**Problem:** If a line in the material below has the word "traffic", copy it.

- Opening Delimiter -

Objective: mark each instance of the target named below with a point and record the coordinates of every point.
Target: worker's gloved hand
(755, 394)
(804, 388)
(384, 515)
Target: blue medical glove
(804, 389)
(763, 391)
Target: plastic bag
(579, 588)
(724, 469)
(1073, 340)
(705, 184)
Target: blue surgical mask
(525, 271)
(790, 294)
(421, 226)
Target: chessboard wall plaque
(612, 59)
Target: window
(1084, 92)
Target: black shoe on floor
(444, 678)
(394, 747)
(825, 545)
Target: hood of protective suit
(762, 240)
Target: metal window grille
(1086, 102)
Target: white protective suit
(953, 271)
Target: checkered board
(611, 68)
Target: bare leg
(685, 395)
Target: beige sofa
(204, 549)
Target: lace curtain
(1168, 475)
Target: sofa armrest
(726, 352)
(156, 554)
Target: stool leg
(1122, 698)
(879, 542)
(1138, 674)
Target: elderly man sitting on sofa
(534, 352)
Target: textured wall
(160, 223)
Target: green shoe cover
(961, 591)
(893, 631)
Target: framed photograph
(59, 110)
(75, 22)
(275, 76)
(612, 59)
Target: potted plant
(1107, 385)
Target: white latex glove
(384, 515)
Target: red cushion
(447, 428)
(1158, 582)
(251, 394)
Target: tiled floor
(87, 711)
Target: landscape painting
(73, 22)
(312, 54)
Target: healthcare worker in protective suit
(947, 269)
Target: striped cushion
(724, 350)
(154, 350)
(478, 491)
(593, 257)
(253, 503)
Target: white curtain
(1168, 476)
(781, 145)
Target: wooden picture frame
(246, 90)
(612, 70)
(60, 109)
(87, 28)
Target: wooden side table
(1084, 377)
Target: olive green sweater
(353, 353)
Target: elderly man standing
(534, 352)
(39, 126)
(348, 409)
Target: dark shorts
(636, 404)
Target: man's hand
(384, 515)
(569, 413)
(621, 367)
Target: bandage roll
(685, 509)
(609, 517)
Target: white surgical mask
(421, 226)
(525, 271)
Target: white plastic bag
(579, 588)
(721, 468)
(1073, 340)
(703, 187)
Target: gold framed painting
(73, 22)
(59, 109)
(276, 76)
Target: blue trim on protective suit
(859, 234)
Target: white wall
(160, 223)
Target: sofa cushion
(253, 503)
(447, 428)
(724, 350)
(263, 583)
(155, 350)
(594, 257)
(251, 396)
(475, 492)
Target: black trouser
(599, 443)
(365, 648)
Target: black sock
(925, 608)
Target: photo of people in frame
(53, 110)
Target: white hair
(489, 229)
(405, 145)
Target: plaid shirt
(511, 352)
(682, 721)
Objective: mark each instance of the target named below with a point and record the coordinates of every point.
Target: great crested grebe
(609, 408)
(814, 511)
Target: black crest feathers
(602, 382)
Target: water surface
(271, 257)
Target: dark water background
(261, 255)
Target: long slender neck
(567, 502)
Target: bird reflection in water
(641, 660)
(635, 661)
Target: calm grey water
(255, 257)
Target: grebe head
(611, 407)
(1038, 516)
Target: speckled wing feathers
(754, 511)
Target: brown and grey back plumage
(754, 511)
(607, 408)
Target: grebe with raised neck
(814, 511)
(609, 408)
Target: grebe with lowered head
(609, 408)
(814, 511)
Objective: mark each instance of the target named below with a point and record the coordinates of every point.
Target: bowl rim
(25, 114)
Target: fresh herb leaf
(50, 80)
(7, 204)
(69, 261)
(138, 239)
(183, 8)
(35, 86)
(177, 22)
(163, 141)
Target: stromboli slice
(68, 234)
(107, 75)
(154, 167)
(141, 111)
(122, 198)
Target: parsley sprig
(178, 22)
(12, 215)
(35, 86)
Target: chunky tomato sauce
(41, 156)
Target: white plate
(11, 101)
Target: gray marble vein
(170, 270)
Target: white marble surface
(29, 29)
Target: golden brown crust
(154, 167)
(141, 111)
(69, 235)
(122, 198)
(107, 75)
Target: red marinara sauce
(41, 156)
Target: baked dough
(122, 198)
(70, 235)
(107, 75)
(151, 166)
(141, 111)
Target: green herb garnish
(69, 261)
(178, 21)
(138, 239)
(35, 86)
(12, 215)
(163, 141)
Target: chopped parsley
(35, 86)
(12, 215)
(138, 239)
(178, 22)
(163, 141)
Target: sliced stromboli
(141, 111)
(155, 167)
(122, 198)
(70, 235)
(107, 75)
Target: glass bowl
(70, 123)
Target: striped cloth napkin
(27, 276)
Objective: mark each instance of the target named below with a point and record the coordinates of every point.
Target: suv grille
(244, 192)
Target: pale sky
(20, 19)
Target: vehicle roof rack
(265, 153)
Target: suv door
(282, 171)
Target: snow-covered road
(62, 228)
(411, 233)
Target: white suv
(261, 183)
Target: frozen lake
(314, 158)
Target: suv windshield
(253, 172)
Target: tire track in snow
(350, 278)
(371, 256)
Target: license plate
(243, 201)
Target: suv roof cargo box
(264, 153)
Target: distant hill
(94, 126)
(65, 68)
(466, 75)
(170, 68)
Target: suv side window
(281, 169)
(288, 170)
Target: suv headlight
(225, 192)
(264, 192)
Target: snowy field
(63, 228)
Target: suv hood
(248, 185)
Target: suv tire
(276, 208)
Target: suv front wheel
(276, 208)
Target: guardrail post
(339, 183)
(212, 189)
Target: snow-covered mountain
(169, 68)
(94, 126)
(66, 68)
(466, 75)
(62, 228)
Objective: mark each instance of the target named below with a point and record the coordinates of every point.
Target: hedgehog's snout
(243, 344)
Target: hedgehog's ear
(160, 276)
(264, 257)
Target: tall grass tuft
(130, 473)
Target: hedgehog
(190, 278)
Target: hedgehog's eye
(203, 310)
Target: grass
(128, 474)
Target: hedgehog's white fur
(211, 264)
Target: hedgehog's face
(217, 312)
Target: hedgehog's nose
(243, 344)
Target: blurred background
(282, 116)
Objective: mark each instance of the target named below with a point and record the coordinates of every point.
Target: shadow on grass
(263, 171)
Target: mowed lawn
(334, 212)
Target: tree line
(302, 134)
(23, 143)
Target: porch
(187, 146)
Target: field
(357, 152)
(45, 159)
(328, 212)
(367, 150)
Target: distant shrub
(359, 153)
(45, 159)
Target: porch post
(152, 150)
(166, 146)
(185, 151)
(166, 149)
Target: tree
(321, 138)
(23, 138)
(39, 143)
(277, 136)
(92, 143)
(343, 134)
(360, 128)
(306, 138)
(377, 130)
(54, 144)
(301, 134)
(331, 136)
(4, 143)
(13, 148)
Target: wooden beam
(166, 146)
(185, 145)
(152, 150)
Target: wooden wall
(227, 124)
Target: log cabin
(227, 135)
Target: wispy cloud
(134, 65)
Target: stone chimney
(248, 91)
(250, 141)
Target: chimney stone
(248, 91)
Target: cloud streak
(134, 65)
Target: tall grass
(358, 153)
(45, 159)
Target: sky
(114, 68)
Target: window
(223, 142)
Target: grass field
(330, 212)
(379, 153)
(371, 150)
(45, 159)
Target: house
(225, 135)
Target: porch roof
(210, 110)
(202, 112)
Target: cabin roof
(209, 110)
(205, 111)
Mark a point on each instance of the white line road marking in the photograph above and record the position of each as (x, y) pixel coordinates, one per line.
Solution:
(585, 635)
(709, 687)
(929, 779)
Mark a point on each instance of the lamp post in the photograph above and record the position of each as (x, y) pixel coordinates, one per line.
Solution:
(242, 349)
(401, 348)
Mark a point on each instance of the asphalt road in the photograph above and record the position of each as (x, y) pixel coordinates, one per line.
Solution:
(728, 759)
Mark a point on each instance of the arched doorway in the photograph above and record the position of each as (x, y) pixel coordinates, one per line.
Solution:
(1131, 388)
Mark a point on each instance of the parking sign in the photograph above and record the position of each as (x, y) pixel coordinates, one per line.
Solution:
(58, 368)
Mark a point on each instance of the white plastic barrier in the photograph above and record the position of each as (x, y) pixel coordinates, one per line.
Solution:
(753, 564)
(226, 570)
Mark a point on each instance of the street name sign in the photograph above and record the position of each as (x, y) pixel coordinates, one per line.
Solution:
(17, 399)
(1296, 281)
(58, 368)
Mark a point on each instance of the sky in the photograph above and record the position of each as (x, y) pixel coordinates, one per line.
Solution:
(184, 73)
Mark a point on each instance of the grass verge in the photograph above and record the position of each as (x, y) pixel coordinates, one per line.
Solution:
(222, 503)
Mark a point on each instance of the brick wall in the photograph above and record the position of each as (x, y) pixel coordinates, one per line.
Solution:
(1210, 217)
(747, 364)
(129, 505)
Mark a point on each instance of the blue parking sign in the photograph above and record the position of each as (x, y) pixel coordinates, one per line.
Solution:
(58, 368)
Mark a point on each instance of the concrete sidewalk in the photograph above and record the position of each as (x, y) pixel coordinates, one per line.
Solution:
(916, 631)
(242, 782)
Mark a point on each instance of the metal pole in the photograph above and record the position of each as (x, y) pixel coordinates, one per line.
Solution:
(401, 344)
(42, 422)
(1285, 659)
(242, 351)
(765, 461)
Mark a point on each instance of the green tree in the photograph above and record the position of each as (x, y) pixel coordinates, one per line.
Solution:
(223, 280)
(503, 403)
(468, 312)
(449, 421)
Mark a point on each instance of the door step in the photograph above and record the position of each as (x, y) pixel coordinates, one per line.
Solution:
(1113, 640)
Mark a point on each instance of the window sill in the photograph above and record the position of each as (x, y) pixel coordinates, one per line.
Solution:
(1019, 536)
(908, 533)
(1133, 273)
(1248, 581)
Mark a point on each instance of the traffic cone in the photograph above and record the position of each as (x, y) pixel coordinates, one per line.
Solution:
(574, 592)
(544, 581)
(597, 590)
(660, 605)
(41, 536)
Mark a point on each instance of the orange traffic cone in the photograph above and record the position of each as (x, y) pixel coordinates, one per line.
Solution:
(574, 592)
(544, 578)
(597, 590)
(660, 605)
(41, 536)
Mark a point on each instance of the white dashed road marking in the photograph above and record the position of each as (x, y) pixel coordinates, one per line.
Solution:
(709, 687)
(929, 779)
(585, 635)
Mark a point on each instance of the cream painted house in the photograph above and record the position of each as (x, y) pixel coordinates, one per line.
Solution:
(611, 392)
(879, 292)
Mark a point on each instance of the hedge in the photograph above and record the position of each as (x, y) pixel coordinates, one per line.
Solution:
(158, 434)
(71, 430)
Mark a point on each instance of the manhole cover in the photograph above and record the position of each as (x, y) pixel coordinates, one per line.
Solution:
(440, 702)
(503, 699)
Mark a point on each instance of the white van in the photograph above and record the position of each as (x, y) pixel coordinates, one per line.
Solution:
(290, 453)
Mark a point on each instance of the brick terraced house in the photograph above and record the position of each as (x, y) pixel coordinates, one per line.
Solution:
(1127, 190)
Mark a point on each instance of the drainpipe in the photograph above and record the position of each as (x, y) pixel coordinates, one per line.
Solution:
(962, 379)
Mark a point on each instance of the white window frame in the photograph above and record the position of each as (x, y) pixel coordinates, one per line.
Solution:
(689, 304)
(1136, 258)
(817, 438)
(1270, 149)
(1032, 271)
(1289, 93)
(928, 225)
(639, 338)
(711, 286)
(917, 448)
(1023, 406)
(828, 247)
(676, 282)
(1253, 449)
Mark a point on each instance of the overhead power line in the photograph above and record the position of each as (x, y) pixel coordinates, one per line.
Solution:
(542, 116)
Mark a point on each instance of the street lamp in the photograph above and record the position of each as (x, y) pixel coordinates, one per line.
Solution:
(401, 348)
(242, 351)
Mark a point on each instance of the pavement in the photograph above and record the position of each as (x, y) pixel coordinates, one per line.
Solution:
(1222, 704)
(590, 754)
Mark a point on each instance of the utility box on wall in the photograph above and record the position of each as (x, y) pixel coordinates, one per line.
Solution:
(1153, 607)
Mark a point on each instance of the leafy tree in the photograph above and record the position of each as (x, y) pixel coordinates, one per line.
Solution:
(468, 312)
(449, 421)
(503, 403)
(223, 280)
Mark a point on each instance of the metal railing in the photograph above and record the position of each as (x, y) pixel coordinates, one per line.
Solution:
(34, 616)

- Closing Delimiter -

**Task result:**
Mark a point on each instance of the traffic cone in the photograph above and record the position of each as (x, y) pixel coordinates, one per line.
Mark a point on each instance of the orange traffic cone in the photograph above and record the position of each as (x, y) pixel coordinates, one per line.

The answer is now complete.